### AIM OF THE EXERCISE
Below are records; report how many of their lines contain the word "jacket", giving only the number.
┌──
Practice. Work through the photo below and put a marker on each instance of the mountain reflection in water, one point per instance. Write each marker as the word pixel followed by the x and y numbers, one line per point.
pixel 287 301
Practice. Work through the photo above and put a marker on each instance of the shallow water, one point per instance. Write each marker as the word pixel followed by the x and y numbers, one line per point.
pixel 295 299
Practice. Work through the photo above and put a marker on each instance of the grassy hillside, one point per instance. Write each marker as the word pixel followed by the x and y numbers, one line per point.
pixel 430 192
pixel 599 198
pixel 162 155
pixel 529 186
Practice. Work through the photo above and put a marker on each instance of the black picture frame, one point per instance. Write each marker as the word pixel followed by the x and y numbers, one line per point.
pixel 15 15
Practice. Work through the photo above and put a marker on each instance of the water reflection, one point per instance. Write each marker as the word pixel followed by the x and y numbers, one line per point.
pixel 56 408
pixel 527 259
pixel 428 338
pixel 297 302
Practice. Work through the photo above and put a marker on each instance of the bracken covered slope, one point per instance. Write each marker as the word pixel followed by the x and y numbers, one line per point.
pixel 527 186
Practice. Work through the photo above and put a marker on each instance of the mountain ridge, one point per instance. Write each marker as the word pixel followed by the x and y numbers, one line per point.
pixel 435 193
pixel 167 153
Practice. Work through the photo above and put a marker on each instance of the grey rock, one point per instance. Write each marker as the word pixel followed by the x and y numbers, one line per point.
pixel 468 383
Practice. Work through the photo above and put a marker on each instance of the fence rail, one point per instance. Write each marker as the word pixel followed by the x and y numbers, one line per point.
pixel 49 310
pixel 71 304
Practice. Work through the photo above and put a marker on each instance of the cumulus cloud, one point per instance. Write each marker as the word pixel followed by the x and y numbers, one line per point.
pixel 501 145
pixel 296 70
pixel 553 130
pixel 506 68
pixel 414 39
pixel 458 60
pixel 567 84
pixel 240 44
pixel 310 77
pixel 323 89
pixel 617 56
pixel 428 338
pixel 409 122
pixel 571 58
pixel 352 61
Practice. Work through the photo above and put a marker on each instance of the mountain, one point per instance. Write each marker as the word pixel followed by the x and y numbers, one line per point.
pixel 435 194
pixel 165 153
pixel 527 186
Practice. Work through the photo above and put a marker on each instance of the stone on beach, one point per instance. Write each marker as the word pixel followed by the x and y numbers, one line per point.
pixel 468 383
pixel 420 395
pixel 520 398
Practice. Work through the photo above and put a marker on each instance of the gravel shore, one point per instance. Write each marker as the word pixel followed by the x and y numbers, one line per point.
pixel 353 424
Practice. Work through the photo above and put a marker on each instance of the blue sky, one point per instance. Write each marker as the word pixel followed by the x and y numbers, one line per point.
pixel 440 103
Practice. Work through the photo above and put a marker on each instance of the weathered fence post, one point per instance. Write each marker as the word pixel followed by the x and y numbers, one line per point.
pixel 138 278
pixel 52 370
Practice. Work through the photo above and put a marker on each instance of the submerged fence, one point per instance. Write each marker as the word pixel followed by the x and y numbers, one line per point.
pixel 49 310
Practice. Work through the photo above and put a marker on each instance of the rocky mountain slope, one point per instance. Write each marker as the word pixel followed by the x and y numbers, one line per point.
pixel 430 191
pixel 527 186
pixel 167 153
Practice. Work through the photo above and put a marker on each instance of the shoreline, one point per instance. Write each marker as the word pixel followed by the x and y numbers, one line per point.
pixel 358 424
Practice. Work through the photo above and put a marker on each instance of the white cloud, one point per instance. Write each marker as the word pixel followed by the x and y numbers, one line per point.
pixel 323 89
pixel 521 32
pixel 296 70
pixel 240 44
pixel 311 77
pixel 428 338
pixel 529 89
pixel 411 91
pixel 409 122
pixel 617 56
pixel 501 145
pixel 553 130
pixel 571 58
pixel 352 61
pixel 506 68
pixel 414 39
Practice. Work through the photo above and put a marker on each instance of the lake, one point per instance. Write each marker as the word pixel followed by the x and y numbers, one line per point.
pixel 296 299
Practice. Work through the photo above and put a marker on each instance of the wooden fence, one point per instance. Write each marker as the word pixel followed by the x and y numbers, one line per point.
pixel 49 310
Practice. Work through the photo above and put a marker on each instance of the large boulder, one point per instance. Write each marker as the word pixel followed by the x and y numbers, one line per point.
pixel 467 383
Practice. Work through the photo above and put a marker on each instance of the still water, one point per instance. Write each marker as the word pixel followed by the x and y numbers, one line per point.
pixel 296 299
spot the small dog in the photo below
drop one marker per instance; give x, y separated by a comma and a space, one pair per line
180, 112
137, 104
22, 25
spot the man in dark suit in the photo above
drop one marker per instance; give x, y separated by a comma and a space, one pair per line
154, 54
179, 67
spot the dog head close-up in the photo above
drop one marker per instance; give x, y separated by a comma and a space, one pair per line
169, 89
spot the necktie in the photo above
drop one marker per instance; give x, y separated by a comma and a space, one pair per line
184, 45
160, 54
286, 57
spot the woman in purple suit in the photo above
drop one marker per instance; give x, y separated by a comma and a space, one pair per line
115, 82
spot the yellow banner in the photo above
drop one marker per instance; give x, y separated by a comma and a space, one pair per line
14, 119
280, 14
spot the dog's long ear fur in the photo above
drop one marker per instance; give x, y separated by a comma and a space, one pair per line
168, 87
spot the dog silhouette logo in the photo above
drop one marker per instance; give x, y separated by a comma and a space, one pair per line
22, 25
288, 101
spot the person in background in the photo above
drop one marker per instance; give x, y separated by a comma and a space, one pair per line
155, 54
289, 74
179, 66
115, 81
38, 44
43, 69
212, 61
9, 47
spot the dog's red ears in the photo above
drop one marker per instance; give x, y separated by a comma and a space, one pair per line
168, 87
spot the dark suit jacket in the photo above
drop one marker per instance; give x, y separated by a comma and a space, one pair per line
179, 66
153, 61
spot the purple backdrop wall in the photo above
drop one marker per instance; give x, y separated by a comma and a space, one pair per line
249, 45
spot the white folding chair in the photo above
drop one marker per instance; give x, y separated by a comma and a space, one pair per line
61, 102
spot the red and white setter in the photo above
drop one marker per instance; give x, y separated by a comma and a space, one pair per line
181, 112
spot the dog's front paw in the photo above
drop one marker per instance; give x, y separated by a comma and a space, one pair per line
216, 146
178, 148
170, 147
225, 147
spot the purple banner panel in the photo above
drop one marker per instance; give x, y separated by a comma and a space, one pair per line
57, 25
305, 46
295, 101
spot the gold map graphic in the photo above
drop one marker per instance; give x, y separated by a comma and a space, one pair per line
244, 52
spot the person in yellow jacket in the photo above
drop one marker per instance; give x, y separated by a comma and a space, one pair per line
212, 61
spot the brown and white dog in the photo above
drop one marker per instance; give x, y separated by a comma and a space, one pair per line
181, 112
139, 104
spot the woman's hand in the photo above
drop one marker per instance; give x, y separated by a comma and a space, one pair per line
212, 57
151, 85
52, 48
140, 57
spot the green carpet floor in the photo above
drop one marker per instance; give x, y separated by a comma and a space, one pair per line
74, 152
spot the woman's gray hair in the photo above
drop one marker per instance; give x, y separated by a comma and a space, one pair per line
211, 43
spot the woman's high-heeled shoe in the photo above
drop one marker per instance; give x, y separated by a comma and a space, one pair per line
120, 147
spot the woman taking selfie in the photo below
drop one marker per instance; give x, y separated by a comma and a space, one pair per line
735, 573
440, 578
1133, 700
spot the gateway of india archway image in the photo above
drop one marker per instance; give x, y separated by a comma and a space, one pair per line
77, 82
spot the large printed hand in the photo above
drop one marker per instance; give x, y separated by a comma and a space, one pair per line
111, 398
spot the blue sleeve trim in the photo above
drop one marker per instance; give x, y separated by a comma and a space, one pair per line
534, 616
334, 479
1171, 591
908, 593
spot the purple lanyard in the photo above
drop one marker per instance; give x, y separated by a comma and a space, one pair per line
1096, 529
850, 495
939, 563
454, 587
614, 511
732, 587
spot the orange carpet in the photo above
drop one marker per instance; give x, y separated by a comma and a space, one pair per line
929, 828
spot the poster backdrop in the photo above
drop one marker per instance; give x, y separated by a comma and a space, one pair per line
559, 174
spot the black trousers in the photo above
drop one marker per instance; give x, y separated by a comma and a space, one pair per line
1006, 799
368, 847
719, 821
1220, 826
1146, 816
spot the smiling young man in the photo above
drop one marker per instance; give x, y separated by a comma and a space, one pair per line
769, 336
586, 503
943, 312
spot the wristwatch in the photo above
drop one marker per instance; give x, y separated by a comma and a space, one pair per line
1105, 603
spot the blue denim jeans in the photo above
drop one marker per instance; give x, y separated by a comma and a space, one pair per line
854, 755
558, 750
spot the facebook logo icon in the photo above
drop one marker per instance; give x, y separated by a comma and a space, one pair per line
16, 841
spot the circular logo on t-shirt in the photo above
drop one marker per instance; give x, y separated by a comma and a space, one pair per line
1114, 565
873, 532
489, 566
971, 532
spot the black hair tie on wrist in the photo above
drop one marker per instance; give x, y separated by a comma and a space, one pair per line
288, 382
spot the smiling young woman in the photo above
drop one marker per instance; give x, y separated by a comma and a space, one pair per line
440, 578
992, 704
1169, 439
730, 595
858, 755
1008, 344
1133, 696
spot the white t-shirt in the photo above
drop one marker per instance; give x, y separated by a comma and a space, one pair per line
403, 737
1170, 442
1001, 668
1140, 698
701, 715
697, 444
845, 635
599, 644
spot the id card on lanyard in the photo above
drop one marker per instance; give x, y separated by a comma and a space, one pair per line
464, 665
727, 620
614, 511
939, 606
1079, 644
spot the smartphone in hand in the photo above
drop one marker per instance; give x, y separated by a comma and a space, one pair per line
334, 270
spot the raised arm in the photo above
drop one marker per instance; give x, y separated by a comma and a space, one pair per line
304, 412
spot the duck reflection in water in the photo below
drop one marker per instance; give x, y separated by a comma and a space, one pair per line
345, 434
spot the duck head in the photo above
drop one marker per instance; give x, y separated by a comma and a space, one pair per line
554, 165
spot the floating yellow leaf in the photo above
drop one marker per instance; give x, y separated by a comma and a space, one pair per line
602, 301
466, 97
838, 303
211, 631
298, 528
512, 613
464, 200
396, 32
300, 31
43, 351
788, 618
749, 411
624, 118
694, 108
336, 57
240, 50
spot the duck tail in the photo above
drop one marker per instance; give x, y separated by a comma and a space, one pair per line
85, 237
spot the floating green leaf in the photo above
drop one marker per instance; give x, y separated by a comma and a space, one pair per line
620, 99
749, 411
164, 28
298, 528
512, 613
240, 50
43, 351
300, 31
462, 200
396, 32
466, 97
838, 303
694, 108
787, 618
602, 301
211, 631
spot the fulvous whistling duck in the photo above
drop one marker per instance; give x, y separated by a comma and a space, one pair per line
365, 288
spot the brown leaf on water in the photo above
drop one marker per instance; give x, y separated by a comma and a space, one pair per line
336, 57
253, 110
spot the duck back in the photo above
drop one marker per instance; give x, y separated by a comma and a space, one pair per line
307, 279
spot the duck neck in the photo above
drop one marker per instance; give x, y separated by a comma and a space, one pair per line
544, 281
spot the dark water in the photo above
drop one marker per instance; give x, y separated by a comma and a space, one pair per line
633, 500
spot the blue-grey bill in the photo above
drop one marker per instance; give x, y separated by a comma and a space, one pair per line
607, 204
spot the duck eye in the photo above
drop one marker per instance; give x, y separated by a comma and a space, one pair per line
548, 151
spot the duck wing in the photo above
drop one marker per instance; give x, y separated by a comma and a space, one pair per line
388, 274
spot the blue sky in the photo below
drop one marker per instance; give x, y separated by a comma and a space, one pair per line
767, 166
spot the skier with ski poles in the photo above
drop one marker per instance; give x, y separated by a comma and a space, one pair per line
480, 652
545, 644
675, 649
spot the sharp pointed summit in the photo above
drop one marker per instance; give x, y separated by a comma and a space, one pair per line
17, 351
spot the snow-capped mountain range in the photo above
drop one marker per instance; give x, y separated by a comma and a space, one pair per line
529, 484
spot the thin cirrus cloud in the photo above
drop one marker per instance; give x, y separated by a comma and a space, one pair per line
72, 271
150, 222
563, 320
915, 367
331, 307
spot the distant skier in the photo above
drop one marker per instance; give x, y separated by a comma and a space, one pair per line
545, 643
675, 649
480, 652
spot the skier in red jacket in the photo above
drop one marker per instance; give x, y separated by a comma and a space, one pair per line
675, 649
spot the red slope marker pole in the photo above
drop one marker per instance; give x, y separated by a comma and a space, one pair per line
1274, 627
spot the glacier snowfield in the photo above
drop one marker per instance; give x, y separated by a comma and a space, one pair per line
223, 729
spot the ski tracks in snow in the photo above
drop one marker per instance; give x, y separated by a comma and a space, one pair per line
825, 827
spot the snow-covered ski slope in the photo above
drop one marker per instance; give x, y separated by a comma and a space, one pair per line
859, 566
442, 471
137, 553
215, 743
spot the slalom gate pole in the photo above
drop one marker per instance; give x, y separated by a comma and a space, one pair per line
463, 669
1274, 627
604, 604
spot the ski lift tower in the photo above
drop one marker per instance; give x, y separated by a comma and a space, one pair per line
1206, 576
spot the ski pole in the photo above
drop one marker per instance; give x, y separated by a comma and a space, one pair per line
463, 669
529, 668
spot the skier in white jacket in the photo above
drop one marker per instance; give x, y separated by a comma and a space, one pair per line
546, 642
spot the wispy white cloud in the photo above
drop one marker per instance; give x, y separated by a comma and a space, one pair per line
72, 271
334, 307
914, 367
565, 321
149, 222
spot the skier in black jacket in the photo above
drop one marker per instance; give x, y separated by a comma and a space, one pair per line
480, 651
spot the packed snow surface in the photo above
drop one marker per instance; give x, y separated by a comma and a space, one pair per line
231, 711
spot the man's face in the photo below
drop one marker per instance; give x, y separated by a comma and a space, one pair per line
└──
### RESPONSE BOX
5